--- START OF Source data ---
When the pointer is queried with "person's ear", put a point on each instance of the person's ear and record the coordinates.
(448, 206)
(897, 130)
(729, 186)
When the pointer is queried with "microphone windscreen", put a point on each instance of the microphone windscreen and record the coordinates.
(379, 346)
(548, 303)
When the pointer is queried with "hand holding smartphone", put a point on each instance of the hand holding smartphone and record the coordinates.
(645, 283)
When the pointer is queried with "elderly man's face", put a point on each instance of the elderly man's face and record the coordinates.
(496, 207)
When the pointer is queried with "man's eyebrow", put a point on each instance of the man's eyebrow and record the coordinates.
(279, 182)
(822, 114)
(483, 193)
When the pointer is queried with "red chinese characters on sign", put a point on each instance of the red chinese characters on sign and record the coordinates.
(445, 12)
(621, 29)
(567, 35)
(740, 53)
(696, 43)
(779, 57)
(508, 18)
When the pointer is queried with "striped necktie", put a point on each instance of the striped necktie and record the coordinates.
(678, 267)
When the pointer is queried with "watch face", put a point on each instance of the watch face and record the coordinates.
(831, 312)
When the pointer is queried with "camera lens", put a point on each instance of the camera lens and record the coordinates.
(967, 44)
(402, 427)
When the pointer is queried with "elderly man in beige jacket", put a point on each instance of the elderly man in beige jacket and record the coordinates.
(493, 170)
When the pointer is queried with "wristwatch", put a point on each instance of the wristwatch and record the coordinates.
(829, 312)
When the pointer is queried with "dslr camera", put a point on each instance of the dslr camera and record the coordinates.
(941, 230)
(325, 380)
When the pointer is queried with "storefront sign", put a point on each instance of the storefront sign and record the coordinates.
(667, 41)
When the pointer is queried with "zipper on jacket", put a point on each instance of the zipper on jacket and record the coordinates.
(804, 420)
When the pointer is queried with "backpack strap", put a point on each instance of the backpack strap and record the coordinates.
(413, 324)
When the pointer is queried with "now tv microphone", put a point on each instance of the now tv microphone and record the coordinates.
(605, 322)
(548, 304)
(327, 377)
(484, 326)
--- END OF Source data ---
--- START OF Source data ---
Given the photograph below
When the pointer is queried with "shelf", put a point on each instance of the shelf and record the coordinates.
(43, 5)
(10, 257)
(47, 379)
--- END OF Source data ---
## Work instructions
Select and copy out every line above that contains the word "elderly". Case counts.

## Answer to the problem
When the pointer is queried with "elderly man's face", put a point on each instance of the elderly man's face and record the coordinates.
When the pointer is queried with "elderly man in beige jacket", put a point on each instance of the elderly man in beige jacket and record the coordinates.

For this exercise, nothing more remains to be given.